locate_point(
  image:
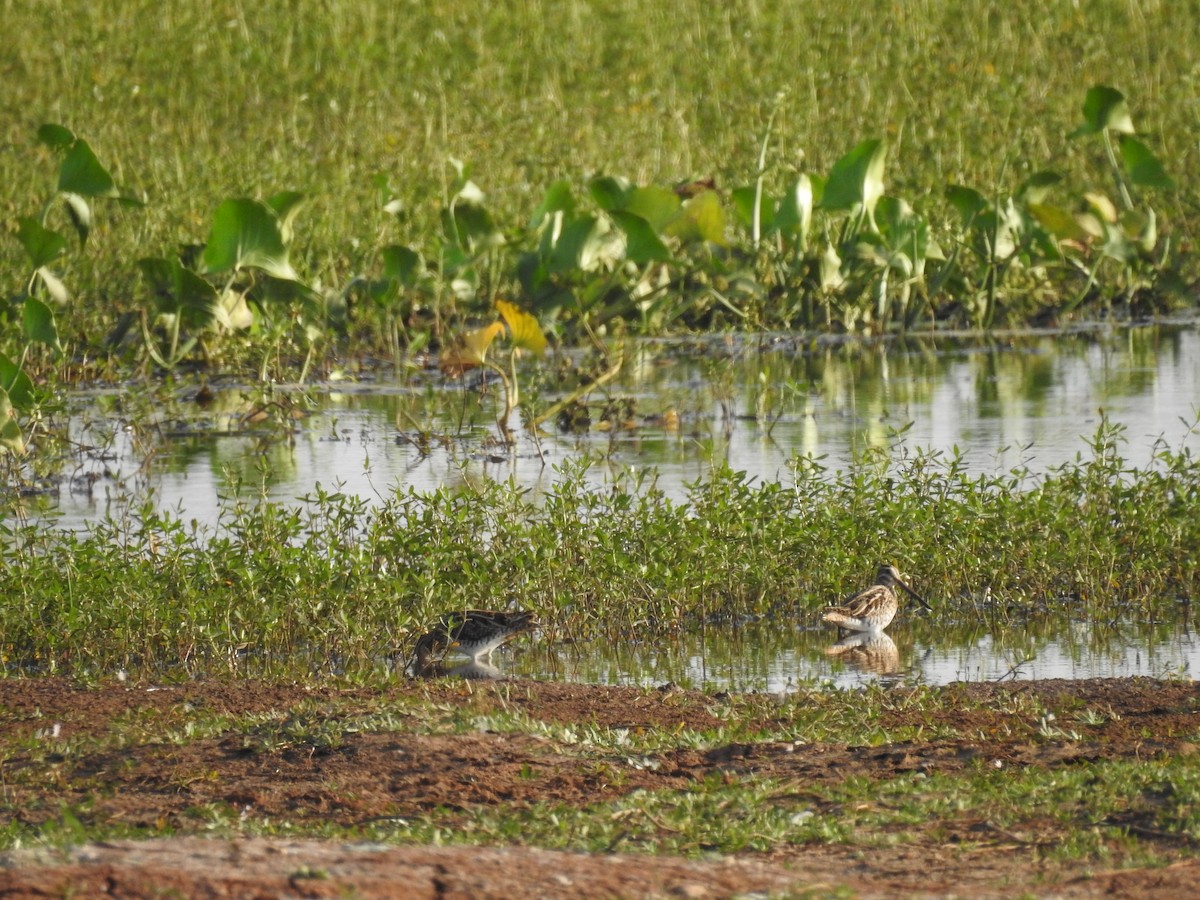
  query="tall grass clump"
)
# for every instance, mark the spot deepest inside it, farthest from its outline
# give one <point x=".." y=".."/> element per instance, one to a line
<point x="333" y="581"/>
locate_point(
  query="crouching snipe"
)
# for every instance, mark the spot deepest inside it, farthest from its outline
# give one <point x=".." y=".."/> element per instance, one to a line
<point x="473" y="634"/>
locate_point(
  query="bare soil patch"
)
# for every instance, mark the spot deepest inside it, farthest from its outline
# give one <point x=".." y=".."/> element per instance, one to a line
<point x="365" y="774"/>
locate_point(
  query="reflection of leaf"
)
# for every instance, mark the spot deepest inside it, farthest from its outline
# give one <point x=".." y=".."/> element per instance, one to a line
<point x="525" y="330"/>
<point x="469" y="348"/>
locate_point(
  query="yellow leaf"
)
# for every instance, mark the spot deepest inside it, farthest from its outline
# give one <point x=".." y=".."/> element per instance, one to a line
<point x="469" y="349"/>
<point x="525" y="329"/>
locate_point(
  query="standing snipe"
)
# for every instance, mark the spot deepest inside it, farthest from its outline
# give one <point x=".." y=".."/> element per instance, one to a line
<point x="473" y="633"/>
<point x="873" y="610"/>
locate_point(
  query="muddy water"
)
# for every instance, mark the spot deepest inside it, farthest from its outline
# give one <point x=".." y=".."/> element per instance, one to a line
<point x="1029" y="401"/>
<point x="1020" y="401"/>
<point x="775" y="658"/>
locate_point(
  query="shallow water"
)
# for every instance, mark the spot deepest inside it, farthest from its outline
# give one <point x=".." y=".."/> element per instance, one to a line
<point x="1029" y="402"/>
<point x="771" y="658"/>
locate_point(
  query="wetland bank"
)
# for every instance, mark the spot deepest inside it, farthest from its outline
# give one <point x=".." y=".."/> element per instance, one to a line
<point x="373" y="241"/>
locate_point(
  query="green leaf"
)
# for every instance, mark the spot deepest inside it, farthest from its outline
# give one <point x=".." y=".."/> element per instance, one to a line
<point x="558" y="198"/>
<point x="57" y="137"/>
<point x="1057" y="221"/>
<point x="609" y="193"/>
<point x="178" y="291"/>
<point x="81" y="215"/>
<point x="42" y="245"/>
<point x="246" y="234"/>
<point x="1036" y="187"/>
<point x="657" y="205"/>
<point x="1104" y="108"/>
<point x="286" y="205"/>
<point x="401" y="264"/>
<point x="743" y="205"/>
<point x="16" y="384"/>
<point x="39" y="325"/>
<point x="574" y="244"/>
<point x="795" y="214"/>
<point x="702" y="219"/>
<point x="82" y="173"/>
<point x="11" y="438"/>
<point x="642" y="245"/>
<point x="970" y="203"/>
<point x="471" y="226"/>
<point x="54" y="286"/>
<point x="857" y="179"/>
<point x="1143" y="166"/>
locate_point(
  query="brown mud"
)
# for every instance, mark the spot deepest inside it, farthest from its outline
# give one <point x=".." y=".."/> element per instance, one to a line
<point x="359" y="775"/>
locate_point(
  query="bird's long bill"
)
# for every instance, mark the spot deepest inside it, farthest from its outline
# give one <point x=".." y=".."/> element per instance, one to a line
<point x="915" y="595"/>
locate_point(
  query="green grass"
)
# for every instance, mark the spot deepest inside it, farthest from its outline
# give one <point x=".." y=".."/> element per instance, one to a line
<point x="196" y="103"/>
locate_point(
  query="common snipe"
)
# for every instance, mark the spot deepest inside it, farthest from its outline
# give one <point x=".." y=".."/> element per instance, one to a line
<point x="473" y="633"/>
<point x="873" y="610"/>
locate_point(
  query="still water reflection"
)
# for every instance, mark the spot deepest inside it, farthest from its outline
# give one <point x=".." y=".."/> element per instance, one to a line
<point x="771" y="659"/>
<point x="1030" y="401"/>
<point x="1027" y="402"/>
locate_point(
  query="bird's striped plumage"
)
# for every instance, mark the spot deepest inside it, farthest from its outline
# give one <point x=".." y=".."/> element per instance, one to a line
<point x="473" y="633"/>
<point x="873" y="610"/>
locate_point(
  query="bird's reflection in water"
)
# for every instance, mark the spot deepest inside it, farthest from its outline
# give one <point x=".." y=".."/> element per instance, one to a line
<point x="869" y="652"/>
<point x="472" y="670"/>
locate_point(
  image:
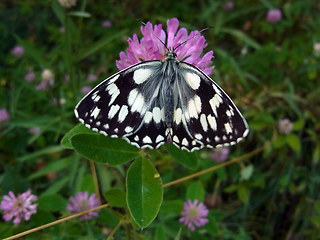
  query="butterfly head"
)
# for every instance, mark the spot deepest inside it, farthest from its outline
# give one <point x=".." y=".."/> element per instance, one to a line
<point x="171" y="54"/>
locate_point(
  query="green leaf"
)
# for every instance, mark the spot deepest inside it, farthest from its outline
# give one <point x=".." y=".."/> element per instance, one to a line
<point x="108" y="217"/>
<point x="52" y="202"/>
<point x="172" y="206"/>
<point x="80" y="128"/>
<point x="100" y="148"/>
<point x="294" y="142"/>
<point x="116" y="197"/>
<point x="187" y="159"/>
<point x="52" y="167"/>
<point x="144" y="191"/>
<point x="243" y="193"/>
<point x="195" y="191"/>
<point x="44" y="151"/>
<point x="87" y="184"/>
<point x="160" y="233"/>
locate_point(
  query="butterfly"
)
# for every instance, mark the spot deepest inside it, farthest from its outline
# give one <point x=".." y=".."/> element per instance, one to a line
<point x="154" y="102"/>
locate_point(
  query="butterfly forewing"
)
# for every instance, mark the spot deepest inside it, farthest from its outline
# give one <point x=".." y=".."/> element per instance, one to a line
<point x="127" y="105"/>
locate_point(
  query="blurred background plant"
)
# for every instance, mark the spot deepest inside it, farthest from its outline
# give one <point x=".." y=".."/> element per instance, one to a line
<point x="266" y="58"/>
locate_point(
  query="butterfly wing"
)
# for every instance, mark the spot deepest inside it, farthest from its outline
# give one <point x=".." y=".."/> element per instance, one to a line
<point x="126" y="105"/>
<point x="205" y="116"/>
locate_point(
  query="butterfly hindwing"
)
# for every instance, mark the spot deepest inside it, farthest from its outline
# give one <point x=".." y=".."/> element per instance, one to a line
<point x="207" y="115"/>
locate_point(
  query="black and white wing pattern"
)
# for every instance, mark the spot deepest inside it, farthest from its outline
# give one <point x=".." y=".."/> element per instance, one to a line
<point x="126" y="105"/>
<point x="205" y="116"/>
<point x="154" y="102"/>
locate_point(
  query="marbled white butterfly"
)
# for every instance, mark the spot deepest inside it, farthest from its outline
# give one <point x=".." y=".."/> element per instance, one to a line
<point x="154" y="102"/>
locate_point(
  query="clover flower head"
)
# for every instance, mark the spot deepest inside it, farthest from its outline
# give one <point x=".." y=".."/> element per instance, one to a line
<point x="17" y="51"/>
<point x="274" y="15"/>
<point x="30" y="76"/>
<point x="228" y="6"/>
<point x="194" y="214"/>
<point x="82" y="202"/>
<point x="285" y="126"/>
<point x="149" y="47"/>
<point x="18" y="208"/>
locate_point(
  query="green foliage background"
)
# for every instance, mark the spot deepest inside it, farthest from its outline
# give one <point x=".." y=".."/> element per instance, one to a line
<point x="271" y="71"/>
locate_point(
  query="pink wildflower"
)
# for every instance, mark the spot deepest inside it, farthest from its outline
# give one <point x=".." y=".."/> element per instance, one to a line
<point x="150" y="48"/>
<point x="18" y="208"/>
<point x="274" y="15"/>
<point x="194" y="215"/>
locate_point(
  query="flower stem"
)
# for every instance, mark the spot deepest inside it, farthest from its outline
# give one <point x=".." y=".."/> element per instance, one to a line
<point x="114" y="230"/>
<point x="232" y="161"/>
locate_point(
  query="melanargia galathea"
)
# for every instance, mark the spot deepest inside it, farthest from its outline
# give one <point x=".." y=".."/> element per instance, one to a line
<point x="154" y="102"/>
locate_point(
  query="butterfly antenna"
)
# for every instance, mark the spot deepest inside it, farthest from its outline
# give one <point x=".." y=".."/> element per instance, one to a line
<point x="192" y="37"/>
<point x="155" y="35"/>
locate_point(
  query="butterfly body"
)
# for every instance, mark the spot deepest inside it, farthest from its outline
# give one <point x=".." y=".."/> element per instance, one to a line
<point x="154" y="102"/>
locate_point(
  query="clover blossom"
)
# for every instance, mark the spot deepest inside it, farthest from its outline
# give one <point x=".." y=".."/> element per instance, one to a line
<point x="274" y="15"/>
<point x="151" y="48"/>
<point x="194" y="214"/>
<point x="18" y="208"/>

=-=-=-=-=

▶ [EXERCISE]:
Report how many lines of the rows contain the word "butterfly". Case counts. Give only the number.

▶ [ANSWER BELOW]:
8